__Task__
Copy out exactly the lines from the one containing "Task: the component shall indicate the paper" to the end of the records below, both included, and nothing else.

** Start of Data provided **

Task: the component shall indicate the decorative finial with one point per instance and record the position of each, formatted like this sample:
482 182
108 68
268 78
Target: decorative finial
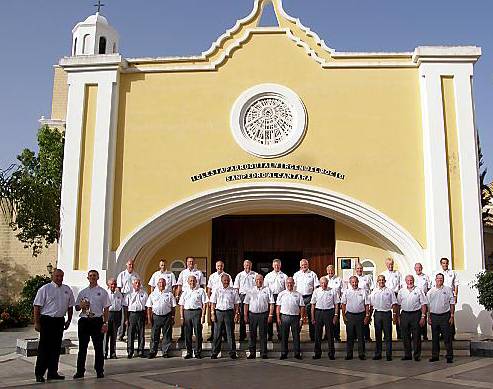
99 5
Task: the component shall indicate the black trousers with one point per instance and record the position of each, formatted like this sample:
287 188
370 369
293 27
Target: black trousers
270 327
114 321
383 323
50 342
161 323
258 322
224 318
411 332
290 323
355 325
193 323
90 328
440 325
324 319
136 326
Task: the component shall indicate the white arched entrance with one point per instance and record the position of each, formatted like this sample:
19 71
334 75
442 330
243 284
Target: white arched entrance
144 241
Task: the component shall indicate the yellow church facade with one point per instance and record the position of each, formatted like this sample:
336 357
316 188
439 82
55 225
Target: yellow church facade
268 145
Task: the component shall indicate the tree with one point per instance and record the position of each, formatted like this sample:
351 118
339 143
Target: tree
30 191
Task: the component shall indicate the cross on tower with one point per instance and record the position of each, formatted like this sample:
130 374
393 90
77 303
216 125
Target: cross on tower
99 5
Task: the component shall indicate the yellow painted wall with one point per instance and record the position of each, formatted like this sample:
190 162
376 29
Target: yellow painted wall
453 173
365 123
85 177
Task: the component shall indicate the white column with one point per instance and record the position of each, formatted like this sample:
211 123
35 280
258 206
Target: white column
435 167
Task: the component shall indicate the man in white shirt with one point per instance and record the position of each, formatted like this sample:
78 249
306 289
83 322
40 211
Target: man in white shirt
224 311
441 304
244 281
355 306
325 313
52 302
412 317
135 317
124 285
93 302
161 315
335 282
214 282
393 281
276 282
383 304
290 310
114 319
422 281
258 311
193 307
305 282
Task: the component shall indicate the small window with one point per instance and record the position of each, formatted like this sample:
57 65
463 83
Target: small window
102 45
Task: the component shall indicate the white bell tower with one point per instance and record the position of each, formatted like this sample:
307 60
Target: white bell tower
94 36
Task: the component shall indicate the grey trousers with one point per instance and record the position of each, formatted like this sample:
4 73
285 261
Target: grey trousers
161 323
324 319
411 331
224 318
136 326
290 322
383 323
258 321
193 324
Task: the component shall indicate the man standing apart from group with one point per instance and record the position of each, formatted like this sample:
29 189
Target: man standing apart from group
52 302
244 282
276 282
94 303
258 311
305 282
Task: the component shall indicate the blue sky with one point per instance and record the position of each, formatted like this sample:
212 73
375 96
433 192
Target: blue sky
34 34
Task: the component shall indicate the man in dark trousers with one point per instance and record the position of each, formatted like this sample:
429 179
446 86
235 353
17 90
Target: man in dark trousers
53 301
93 302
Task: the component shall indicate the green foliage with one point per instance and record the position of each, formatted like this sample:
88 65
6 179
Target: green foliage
484 285
30 191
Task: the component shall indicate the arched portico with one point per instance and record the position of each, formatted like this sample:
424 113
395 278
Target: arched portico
178 218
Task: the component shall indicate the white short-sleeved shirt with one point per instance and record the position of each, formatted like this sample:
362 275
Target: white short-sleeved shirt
411 299
440 300
225 298
161 303
183 278
275 281
382 299
259 299
54 300
305 282
168 276
193 299
136 300
355 300
290 302
245 281
125 279
393 280
116 300
325 299
98 300
215 280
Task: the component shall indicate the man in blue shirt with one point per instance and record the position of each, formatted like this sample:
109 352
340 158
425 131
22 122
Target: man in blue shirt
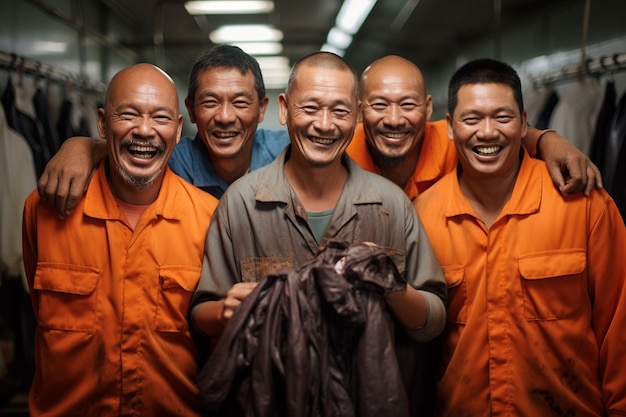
226 100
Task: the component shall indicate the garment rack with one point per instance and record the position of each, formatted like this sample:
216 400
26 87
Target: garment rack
593 67
13 62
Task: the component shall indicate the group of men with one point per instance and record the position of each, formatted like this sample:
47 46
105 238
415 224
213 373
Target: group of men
527 256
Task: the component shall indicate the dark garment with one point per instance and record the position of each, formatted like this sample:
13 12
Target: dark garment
26 126
543 119
50 134
65 127
614 173
312 341
597 151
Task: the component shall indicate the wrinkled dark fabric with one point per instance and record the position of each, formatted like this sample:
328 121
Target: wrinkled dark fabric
29 128
614 174
597 151
312 341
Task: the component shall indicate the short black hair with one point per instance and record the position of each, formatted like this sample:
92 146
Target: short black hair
484 71
225 56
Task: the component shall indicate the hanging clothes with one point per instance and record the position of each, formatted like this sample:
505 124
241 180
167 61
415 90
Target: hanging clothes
576 114
614 174
51 136
17 180
27 126
539 105
605 118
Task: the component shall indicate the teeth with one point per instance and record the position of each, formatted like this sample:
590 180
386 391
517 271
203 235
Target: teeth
487 150
392 135
322 141
225 135
144 152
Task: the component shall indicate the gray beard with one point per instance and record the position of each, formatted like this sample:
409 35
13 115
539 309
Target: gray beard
138 183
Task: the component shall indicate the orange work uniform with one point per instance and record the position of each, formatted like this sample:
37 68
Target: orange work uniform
111 303
437 157
536 303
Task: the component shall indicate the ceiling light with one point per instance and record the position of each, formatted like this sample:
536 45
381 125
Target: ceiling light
244 33
352 14
331 48
229 7
260 48
339 38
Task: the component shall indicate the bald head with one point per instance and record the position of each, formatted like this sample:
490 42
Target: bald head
392 67
141 74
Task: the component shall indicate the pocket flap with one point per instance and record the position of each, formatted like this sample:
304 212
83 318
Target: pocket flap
185 277
552 264
66 278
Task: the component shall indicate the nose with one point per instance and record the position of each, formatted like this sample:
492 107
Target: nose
145 127
488 129
225 114
324 121
393 115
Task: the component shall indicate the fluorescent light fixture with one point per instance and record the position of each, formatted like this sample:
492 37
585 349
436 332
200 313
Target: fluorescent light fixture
273 62
339 38
229 7
330 48
245 33
260 48
352 14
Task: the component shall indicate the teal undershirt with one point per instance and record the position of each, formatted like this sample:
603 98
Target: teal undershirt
319 222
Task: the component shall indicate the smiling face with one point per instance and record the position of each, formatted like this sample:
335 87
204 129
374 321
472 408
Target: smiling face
487 128
227 109
142 125
395 109
320 112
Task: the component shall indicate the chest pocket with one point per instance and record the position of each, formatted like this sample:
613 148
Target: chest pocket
67 296
255 269
457 293
553 286
176 285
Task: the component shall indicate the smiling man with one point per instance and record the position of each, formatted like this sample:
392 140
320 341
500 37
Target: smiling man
284 214
537 281
110 284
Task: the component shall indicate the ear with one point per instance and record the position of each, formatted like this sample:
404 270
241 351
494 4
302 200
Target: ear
429 107
263 108
282 108
101 123
190 110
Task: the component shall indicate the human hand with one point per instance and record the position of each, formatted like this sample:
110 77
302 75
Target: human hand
571 170
67 175
235 297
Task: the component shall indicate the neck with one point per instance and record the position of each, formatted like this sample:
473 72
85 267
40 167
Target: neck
318 188
489 194
142 196
233 168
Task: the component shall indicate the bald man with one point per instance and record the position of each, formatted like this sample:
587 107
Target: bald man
398 141
111 283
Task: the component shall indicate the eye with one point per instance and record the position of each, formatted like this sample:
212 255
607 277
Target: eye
379 106
408 106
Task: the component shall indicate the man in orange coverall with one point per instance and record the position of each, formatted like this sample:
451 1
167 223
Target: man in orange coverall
537 281
397 140
111 284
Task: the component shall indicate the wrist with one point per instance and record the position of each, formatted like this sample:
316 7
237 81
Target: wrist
543 133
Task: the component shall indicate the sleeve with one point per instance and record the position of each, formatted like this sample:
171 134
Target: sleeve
219 265
29 243
606 261
424 274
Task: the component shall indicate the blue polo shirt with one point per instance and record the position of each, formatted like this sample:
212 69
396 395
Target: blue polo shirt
190 159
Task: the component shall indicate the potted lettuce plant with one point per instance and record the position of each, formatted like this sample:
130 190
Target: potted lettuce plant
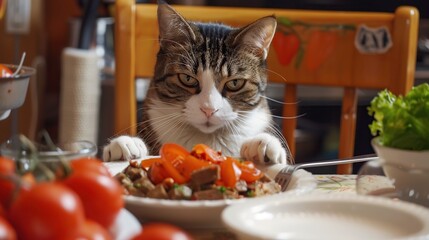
401 130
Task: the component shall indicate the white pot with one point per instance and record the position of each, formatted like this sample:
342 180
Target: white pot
408 170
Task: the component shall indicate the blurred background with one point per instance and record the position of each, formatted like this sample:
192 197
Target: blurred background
43 28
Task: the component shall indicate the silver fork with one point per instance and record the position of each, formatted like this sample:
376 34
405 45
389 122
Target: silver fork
284 176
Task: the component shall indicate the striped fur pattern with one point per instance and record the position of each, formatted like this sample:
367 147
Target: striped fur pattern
208 87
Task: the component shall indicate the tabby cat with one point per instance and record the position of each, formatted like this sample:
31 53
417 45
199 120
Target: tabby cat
208 87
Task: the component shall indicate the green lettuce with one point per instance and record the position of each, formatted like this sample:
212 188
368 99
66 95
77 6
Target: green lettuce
402 121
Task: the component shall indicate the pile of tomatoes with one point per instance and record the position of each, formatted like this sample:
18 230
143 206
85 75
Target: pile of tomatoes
83 204
177 163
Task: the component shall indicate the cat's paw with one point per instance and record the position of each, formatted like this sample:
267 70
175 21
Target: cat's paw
124 148
264 148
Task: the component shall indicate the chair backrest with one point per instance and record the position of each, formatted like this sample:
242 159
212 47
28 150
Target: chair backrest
352 50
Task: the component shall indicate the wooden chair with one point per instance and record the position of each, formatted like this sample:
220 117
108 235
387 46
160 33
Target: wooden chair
345 66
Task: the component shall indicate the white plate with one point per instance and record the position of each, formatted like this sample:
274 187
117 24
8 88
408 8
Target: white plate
196 214
327 217
125 226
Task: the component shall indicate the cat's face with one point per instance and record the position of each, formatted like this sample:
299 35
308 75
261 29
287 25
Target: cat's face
212 74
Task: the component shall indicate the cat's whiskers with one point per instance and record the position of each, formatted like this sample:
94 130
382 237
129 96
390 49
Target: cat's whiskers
277 101
164 124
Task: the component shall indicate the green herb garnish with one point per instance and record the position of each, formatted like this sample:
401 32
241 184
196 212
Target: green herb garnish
402 121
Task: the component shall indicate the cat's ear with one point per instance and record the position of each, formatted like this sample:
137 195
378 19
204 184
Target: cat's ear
172 26
258 35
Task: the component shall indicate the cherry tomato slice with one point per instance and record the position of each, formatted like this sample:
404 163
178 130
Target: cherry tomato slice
206 153
5 71
173 153
173 172
6 230
249 172
148 162
191 164
157 172
229 172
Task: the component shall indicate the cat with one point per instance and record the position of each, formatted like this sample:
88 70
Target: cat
208 87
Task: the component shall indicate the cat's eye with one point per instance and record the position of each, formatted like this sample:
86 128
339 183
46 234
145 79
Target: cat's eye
187 80
234 85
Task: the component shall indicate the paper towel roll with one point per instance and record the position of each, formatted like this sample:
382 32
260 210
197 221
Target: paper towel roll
80 95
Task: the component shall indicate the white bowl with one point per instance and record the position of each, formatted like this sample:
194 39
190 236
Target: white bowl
336 216
196 214
407 170
13 90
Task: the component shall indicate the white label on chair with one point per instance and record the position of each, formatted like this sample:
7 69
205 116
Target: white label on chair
373 40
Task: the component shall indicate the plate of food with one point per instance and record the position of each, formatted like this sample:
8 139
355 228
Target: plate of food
191 189
321 216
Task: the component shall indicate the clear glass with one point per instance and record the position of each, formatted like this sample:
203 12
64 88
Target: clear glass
38 157
379 178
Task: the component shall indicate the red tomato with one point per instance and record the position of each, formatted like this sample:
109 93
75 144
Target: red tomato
7 171
161 231
101 195
229 172
6 230
89 164
5 71
172 172
286 46
191 164
173 153
249 172
47 211
91 230
206 153
157 172
319 47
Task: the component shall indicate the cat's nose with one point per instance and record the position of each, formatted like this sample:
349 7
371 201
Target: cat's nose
208 111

** End of Data provided **

__Output for this task__
Task: the component shall indicate the paper towel roll with one point per instance and record the position of each, formatted like this sample:
382 32
260 210
197 221
Target: paper towel roll
80 95
Task: the component shall indicate the white bowl with one point per instance and record the position of each, formatted like this sample:
194 39
190 236
Target: white bowl
336 216
196 214
407 170
13 90
Task: the component shall indicate the white label on chair with one point per instance and record the position of each, formatted like this sample:
7 69
205 116
Target: white label on chair
373 40
Task: the component shall indicate the plate of food with one point per instance and record the position of each, formatted like this sample:
8 139
355 228
Target: plate of food
191 189
321 216
Task: the component shall indicate the clear glass with one point per instance and record the position of each, formatted like this sample:
203 12
64 88
Target: clear glass
38 157
379 178
Task: the component shall indicate the red tomato with one point per instance and record the position of each, formatted like this sample:
109 93
75 144
Target: red tomato
7 171
161 231
101 195
229 172
6 230
89 164
5 71
172 172
286 46
191 164
173 153
249 172
47 211
91 230
206 153
157 172
319 47
Task: the component shall indicate the cat's nose with one point per instance and record the position of each, formatted like this sample:
349 7
371 201
Target: cat's nose
208 111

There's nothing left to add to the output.